- SELECTED TEXT
------------------------------------------------------------------------
When the Beatles broke up in 1970, they figured it was the end of the story. But they got that wrong. Over 50 years later, John, Paul, George, and Ringo are more influential, famous, beloved than ever. That means the world is finally catching up with one of the weirdest chapters in the Beatles’ saga: their solo music. All four Fabs kept making music, on their own eccentric terms. All four dropped classic albums. All four released total garbage. The solo Beatles story is a gloriously messy, crazed, chaotic world of its own.

So let’s celebrate that story: the 100 greatest Beatles solo songs, starring John Lennon, Paul McCartney, George Harrison, and Ringo Starr. The hits, the flops, the deep cuts, the fan favorites, the cult classics, the covers. Some of these songs are legendary tunes sung around the world at weddings and parties. Some are buried treasures only the most hardcore Beatlemaniacs know. And one is “Uncle Albert/Admiral Halsey.” As a great man said, it don’t come easy.

Every fan would compile a different list—that’s the beauty of it. We love to keep arguing about the Beatles’ solo records. I have spent my life arguing that Ringo’s 1970 country album Beaucoups of Blues is an underrated masterpiece, and I will argue this forever. Hell, I once had this argument with Ringo. (I can’t tell if I persuaded him or not—he was too busy laughing at me.)

Keep in mind: this is NOT a list of their greatest hits. These songs aren’t here because of commercial success, radio airplay, sales or popularity. The only thing that matters is the level of Beatle magic. That means some incredibly famous hits didn’t make the cut. To pick just the most obvious example, the words “say,” “say,” and “say” do not appear consecutively here at all.

These days, fans dig deeper than ever into the solo Beatles’ music. Records that were once impossible to find are now easy to hear with one click. So the arguments keep getting more sophisticated. When Paul released Ram in 1971, the whole world agreed it was an atrocity. Now it’s easily his most famous and acclaimed album. Fans are just now discovering gems like John’s Mind Games or George’s Living in the Material World. The arguments keep changing—that’s what makes it fun.
------------------------------------------------------------------------
- MATERIAL
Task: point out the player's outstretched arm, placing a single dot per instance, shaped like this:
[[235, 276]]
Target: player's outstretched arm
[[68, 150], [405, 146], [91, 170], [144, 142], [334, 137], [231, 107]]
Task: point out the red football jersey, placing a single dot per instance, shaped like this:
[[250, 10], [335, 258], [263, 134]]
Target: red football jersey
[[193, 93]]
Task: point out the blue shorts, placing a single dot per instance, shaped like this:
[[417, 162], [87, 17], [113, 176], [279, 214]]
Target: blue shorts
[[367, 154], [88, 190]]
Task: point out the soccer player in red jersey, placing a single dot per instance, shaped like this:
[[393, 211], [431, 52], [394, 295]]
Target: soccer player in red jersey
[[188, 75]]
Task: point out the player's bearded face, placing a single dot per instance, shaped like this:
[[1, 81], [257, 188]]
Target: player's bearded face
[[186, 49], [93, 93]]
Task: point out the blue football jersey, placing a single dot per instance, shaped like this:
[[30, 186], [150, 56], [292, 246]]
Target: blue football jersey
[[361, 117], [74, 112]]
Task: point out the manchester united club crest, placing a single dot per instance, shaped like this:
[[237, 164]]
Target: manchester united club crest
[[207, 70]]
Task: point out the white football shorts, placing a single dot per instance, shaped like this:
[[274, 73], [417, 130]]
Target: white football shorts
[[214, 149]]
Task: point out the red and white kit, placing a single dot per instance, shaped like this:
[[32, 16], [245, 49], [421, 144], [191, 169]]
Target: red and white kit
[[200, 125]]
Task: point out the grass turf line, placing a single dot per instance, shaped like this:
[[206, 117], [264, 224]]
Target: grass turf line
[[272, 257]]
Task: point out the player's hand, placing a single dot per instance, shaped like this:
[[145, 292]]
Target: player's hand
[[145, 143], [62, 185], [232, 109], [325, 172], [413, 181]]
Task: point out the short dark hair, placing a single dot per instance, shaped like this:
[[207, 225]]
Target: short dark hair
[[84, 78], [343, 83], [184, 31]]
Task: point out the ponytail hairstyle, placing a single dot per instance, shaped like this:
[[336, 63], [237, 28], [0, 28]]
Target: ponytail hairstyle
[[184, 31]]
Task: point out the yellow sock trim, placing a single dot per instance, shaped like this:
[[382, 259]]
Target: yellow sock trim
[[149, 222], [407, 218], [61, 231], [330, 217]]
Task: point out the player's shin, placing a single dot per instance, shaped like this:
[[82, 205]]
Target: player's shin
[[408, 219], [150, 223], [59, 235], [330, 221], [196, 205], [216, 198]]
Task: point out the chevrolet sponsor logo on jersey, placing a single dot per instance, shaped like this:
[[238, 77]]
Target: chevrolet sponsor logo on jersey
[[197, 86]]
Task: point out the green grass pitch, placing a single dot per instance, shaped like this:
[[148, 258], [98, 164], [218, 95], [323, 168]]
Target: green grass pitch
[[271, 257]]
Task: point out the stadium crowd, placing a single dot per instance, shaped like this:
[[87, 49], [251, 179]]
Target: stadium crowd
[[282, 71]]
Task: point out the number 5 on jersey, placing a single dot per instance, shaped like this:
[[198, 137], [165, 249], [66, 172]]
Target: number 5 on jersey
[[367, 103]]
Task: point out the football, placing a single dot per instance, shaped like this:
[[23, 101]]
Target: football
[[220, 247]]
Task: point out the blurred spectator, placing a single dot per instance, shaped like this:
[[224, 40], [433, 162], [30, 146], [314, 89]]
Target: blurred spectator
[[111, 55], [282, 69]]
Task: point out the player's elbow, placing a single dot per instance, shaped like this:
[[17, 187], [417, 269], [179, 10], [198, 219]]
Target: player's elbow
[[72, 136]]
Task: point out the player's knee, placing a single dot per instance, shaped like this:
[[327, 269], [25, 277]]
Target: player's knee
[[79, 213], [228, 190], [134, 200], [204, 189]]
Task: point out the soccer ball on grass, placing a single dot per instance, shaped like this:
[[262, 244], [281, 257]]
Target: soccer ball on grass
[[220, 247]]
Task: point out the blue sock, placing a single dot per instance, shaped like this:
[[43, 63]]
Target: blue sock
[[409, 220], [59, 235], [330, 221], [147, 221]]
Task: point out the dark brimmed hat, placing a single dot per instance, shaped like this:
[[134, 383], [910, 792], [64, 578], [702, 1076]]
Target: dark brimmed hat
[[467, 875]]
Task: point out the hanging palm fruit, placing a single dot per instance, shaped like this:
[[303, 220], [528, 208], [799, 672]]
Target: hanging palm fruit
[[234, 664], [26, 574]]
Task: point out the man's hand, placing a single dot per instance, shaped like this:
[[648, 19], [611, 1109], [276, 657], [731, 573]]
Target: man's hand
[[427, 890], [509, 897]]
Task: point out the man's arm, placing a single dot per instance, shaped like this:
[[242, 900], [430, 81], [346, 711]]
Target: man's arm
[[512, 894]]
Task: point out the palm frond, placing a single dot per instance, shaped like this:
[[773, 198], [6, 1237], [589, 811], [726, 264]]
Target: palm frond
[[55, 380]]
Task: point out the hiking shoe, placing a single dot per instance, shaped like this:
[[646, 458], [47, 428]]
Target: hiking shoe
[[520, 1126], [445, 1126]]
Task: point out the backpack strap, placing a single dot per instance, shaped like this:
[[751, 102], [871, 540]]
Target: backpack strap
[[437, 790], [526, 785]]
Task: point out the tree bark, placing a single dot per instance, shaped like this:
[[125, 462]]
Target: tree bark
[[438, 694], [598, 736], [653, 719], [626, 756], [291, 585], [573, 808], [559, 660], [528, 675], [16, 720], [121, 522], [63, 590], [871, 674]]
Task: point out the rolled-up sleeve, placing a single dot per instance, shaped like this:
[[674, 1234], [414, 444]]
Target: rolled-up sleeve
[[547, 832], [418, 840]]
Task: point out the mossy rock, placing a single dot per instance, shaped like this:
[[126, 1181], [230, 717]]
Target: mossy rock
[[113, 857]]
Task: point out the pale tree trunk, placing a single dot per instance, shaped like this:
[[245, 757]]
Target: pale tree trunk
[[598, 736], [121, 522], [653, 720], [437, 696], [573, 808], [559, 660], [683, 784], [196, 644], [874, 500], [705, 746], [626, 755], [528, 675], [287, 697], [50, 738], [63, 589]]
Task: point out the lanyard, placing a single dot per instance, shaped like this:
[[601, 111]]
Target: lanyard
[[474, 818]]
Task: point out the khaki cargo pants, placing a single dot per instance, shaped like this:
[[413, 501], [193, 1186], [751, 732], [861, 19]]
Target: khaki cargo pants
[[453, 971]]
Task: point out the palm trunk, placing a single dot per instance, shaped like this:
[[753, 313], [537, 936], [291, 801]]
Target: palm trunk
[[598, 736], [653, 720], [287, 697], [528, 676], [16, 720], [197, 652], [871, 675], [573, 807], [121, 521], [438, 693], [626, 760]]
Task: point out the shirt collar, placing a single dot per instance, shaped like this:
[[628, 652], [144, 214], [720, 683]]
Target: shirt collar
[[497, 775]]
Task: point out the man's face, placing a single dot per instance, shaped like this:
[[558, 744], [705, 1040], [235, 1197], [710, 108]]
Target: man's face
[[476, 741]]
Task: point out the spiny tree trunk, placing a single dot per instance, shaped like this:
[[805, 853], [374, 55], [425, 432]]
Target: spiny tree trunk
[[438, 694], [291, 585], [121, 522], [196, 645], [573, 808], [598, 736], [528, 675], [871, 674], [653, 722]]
------------------------------------------------------------------------
- TASKS FOR THIS EXERCISE
1) Print the part of the Beatles solo songs text starting with "These days, fans" and going on through "makes it fun.".
2) Decide whether each statement agrees with the Beatles solo songs text. Answer yes or no for each, and quote the words of the text that settle it. (a) Ringo's album Beaucoups of Blues came out in 1970. (b) Songs were chosen for the list based on commercial success and radio airplay. (c) Paul's album Ram was widely praised when it was released in 1971.
None of the lines is needed for the work that comes after them.

- RESPONSES BY TASK
1)
These days, fans dig deeper than ever into the solo Beatles’ music. Records that were once impossible to find are now easy to hear with one click. So the arguments keep getting more sophisticated. When Paul released Ram in 1971, the whole world agreed it was an atrocity. Now it’s easily his most famous and acclaimed album. Fans are just now discovering gems like John’s Mind Games or George’s Living in the Material World. The arguments keep changing—that’s what makes it fun.

2)
(a) Yes: "Ringo’s 1970 country album Beaucoups of Blues"
(b) No: "These songs aren’t here because of commercial success, radio airplay, sales or popularity."
(c) No: "When Paul released Ram in 1971, the whole world agreed it was an atrocity."